- Stated problem -
Copy the listing below word for word, every line from start to finish. Leave the pictures out of your copy.

- Dataset records -
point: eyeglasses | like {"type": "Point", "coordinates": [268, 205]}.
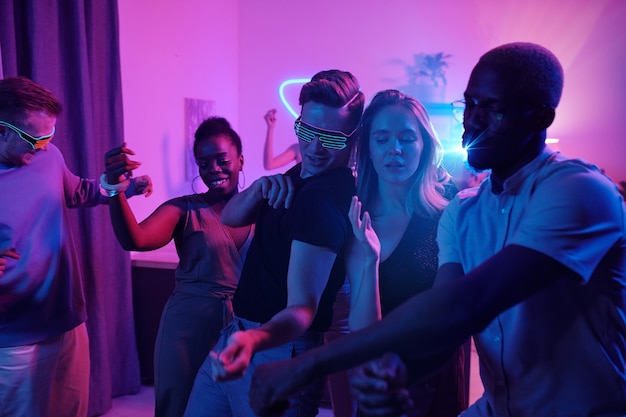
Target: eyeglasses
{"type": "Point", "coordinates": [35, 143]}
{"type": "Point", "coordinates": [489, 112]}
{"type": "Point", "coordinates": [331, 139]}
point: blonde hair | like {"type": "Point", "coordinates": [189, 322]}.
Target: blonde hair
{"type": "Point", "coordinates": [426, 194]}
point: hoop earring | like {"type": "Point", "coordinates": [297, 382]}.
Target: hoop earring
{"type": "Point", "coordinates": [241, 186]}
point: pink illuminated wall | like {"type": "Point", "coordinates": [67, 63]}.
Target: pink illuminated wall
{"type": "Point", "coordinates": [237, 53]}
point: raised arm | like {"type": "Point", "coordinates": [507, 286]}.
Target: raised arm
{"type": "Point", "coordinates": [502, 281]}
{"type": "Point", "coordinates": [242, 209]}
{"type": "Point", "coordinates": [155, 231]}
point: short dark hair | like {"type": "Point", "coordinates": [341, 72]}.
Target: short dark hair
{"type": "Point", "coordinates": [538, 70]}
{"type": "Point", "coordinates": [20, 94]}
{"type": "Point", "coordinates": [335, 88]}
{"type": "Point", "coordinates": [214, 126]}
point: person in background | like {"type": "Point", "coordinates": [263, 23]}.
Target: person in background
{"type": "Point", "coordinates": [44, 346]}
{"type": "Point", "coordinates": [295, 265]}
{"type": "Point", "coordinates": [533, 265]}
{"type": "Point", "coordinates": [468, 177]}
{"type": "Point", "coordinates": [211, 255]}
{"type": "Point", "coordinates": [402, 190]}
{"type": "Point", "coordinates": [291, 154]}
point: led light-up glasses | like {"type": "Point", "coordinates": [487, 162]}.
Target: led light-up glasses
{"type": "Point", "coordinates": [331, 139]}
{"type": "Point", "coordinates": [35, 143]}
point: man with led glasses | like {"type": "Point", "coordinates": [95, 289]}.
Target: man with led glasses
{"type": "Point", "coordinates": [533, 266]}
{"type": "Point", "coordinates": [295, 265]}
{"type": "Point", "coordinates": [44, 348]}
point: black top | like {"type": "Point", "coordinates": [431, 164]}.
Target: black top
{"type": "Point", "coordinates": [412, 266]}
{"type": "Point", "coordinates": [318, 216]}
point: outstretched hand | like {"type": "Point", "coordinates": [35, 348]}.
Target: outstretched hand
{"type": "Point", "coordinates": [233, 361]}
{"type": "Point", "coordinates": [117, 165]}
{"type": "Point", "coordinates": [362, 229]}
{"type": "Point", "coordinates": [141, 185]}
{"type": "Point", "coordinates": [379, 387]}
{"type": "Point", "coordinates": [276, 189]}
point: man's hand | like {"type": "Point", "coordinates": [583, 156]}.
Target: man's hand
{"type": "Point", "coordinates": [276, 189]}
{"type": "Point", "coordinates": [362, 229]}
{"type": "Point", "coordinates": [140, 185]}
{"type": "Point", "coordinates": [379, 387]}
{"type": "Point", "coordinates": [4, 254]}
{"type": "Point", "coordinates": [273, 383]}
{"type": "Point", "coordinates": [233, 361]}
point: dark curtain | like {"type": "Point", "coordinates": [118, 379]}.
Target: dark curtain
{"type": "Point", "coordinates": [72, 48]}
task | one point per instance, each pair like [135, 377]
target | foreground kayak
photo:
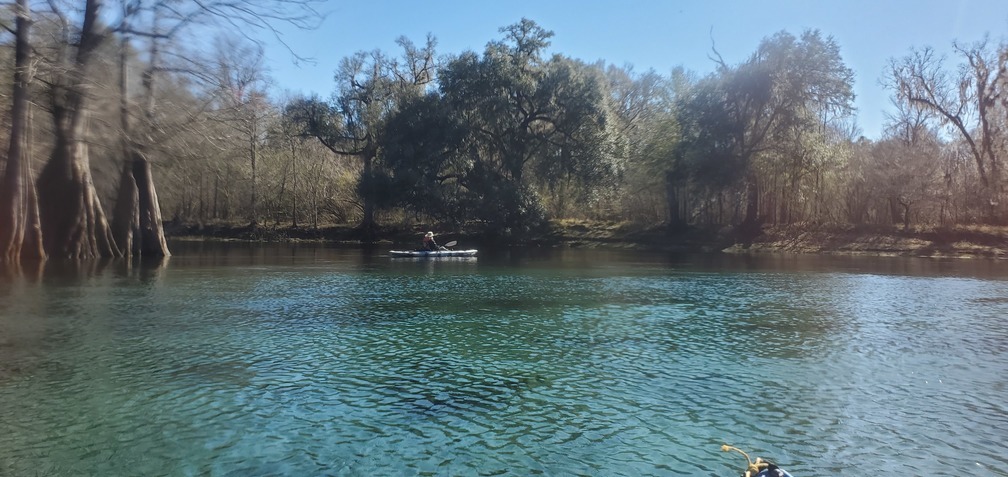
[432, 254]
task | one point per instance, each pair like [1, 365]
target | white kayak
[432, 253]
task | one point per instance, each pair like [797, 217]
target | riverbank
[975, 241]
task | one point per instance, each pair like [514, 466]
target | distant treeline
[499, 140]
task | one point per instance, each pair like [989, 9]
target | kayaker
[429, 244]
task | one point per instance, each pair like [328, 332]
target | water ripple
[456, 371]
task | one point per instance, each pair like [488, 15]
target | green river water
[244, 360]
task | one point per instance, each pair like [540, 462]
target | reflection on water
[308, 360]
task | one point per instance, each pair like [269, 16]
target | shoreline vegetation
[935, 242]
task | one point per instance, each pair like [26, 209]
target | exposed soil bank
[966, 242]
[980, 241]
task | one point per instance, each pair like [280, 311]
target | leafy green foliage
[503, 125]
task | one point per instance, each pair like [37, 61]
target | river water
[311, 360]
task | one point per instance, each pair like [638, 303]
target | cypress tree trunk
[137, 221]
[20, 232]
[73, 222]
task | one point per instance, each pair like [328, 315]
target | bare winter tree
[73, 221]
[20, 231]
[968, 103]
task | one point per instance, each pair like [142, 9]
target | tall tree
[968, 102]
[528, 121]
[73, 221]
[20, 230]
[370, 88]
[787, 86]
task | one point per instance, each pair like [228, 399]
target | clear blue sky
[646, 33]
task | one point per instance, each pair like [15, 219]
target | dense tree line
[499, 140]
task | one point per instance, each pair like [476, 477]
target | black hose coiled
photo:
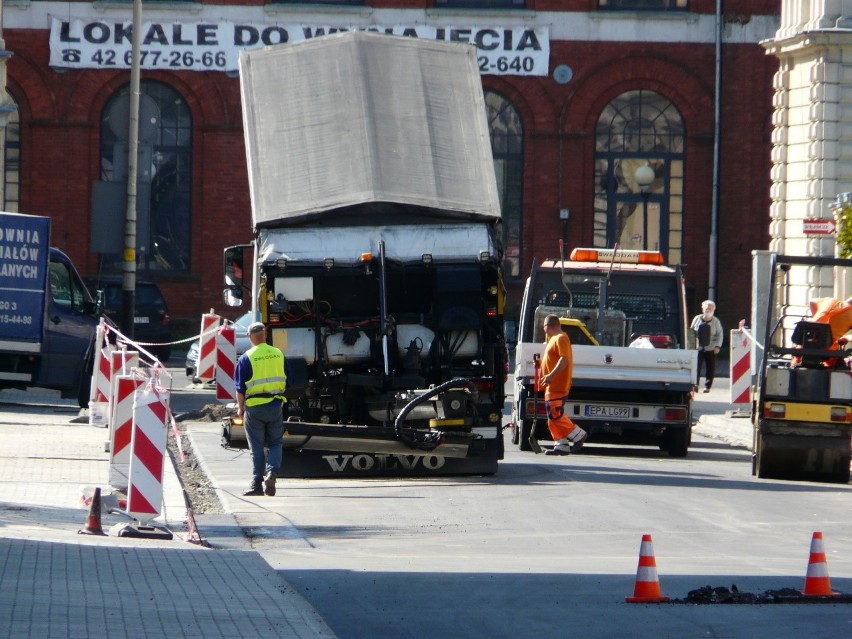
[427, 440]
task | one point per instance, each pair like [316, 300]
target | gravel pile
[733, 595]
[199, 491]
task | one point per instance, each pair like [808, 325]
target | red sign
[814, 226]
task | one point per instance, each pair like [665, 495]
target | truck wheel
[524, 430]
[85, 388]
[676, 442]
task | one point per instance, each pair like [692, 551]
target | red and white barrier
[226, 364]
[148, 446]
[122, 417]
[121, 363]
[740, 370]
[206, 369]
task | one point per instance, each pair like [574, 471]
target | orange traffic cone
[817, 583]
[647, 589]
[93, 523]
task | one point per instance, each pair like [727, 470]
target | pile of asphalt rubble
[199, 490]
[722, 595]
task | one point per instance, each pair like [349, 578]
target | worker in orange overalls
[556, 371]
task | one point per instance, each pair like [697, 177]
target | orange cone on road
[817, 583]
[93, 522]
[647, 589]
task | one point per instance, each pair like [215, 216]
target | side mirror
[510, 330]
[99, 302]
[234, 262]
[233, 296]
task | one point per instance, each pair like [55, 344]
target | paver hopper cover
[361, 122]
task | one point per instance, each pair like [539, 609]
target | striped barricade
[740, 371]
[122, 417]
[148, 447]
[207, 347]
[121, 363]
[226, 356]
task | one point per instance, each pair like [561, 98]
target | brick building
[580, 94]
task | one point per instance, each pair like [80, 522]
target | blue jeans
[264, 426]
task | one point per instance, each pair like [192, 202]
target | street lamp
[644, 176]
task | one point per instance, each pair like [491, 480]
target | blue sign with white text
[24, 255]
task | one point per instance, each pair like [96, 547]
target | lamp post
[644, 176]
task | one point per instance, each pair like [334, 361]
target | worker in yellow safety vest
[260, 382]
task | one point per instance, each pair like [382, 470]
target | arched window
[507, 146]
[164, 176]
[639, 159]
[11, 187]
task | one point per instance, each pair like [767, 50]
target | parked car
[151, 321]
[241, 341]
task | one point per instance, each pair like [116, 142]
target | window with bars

- Task answer -
point: eyeglasses | like {"type": "Point", "coordinates": [268, 205]}.
Target: eyeglasses
{"type": "Point", "coordinates": [35, 143]}
{"type": "Point", "coordinates": [489, 112]}
{"type": "Point", "coordinates": [331, 139]}
point: blonde hair | like {"type": "Point", "coordinates": [189, 322]}.
Target: blonde hair
{"type": "Point", "coordinates": [426, 194]}
point: hoop earring | like {"type": "Point", "coordinates": [297, 382]}.
Target: hoop earring
{"type": "Point", "coordinates": [241, 186]}
point: pink illuminated wall | like {"type": "Point", "coordinates": [67, 63]}.
Target: pink illuminated wall
{"type": "Point", "coordinates": [237, 53]}
point: raised arm | like {"type": "Point", "coordinates": [507, 286]}.
Target: raised arm
{"type": "Point", "coordinates": [502, 281]}
{"type": "Point", "coordinates": [242, 209]}
{"type": "Point", "coordinates": [155, 231]}
point: short dark hair | like {"type": "Point", "coordinates": [341, 72]}.
Target: short dark hair
{"type": "Point", "coordinates": [538, 70]}
{"type": "Point", "coordinates": [20, 94]}
{"type": "Point", "coordinates": [335, 88]}
{"type": "Point", "coordinates": [214, 126]}
point: person in background | like {"type": "Point", "coordinates": [263, 23]}.
Target: person in background
{"type": "Point", "coordinates": [44, 346]}
{"type": "Point", "coordinates": [295, 265]}
{"type": "Point", "coordinates": [533, 265]}
{"type": "Point", "coordinates": [468, 177]}
{"type": "Point", "coordinates": [211, 255]}
{"type": "Point", "coordinates": [402, 190]}
{"type": "Point", "coordinates": [291, 154]}
point: led light-up glasses | like {"type": "Point", "coordinates": [487, 162]}.
Target: led light-up glasses
{"type": "Point", "coordinates": [331, 139]}
{"type": "Point", "coordinates": [35, 143]}
point: man with led glasses | like {"type": "Point", "coordinates": [95, 289]}.
Target: man with led glasses
{"type": "Point", "coordinates": [533, 266]}
{"type": "Point", "coordinates": [295, 265]}
{"type": "Point", "coordinates": [44, 348]}
point: black top | like {"type": "Point", "coordinates": [431, 164]}.
Target: black top
{"type": "Point", "coordinates": [412, 266]}
{"type": "Point", "coordinates": [318, 216]}
point: outstretched hand | like {"type": "Point", "coordinates": [35, 348]}.
Target: outstretched hand
{"type": "Point", "coordinates": [233, 361]}
{"type": "Point", "coordinates": [117, 165]}
{"type": "Point", "coordinates": [362, 229]}
{"type": "Point", "coordinates": [141, 185]}
{"type": "Point", "coordinates": [379, 387]}
{"type": "Point", "coordinates": [276, 189]}
point: man's hand | like {"type": "Point", "coordinates": [583, 156]}.
Target: man's hand
{"type": "Point", "coordinates": [276, 189]}
{"type": "Point", "coordinates": [362, 229]}
{"type": "Point", "coordinates": [140, 185]}
{"type": "Point", "coordinates": [379, 387]}
{"type": "Point", "coordinates": [4, 254]}
{"type": "Point", "coordinates": [273, 383]}
{"type": "Point", "coordinates": [233, 361]}
point: dark curtain | like {"type": "Point", "coordinates": [118, 379]}.
Target: dark curtain
{"type": "Point", "coordinates": [72, 48]}
task | one point per instance, each pair like [135, 377]
target | foreground kayak
photo:
[432, 254]
task | one point per instance, each pair like [1, 365]
target | white kayak
[432, 253]
task | one point per instance, each pair like [797, 217]
target | riverbank
[975, 241]
task | one point per instance, each pair like [514, 466]
target | distant treeline
[499, 140]
task | one point per instance, each pair like [989, 9]
target | kayaker
[429, 244]
task | one point per instance, each pair like [328, 332]
target | water ripple
[456, 371]
task | one point per instance, each pair like [488, 15]
target | green river water
[244, 360]
task | one point per instance, each pair like [540, 462]
target | reflection on water
[308, 360]
task | one point per instance, each pair like [269, 16]
target | shoreline vegetation
[935, 242]
task | one point per instance, each pair like [26, 209]
target | exposed soil bank
[966, 242]
[980, 241]
task | one point per instance, each pair like [280, 311]
target | leafy green foliage
[503, 125]
task | one point per instance, each pair like [37, 61]
target | river water
[311, 360]
task | one point per instance, each pair like [638, 303]
target | cypress tree trunk
[137, 221]
[20, 232]
[73, 222]
task | one point per instance, each pair like [328, 315]
target | bare winter tree
[73, 221]
[20, 231]
[968, 103]
task | one point per instance, each pair like [142, 9]
target | tall tree
[968, 102]
[528, 121]
[73, 221]
[20, 230]
[370, 88]
[787, 86]
task | one point per instance, each pair like [228, 399]
target | clear blue sky
[646, 33]
task | one point per instance, each pair like [15, 219]
target | dense tree line
[499, 140]
task | one point per instance, each pair like [476, 477]
target | black hose coiled
photo:
[427, 440]
task | one point per instance, each pair like [316, 300]
target | gravel pile
[733, 595]
[199, 491]
task | one point per instance, each pair like [808, 325]
target | red sign
[814, 226]
task | one point per instance, each pair like [665, 495]
target | truck wheel
[524, 430]
[85, 388]
[676, 442]
task | one point per instance, each pair like [692, 551]
target | red and white barrier
[226, 364]
[148, 446]
[122, 417]
[121, 363]
[740, 370]
[206, 369]
task | one point per instance, each pair like [574, 471]
target | orange traffic cone
[817, 583]
[647, 589]
[93, 523]
task | one point per instance, each pair like [727, 470]
target | pile of asphalt rubble
[199, 490]
[722, 595]
task | one point per instance, each pair like [349, 578]
target | worker in orange overalls
[556, 371]
task | one point per instance, each pair like [697, 177]
target | orange cone on road
[817, 583]
[93, 522]
[647, 589]
task | one point per instance, each pair like [215, 216]
target | side mirror
[510, 330]
[99, 302]
[234, 262]
[233, 296]
task | one point per instance, each pair like [55, 344]
target | paver hopper cover
[361, 122]
task | one point per instance, each pair like [539, 609]
target | striped barricade
[740, 371]
[122, 417]
[148, 447]
[207, 347]
[121, 363]
[226, 356]
task | one point per instance, each pair like [561, 98]
target | brick building
[580, 94]
task | one point per instance, each pair like [80, 522]
target | blue jeans
[264, 426]
task | one point per instance, each pair like [192, 202]
target | street lamp
[644, 176]
task | one point per instance, each pair like [491, 480]
target | blue sign with white text
[24, 255]
task | one point per instance, each pair like [96, 547]
target | lamp post
[644, 176]
task | one point per instance, each pair like [334, 361]
target | worker in yellow safety vest
[260, 382]
task | one point per instance, each pair like [382, 470]
target | arched window
[507, 146]
[164, 176]
[639, 159]
[11, 187]
task | one point per instance, each pair like [767, 50]
target | parked car
[151, 321]
[241, 341]
task | one point per instance, each pair like [116, 142]
target | window with bars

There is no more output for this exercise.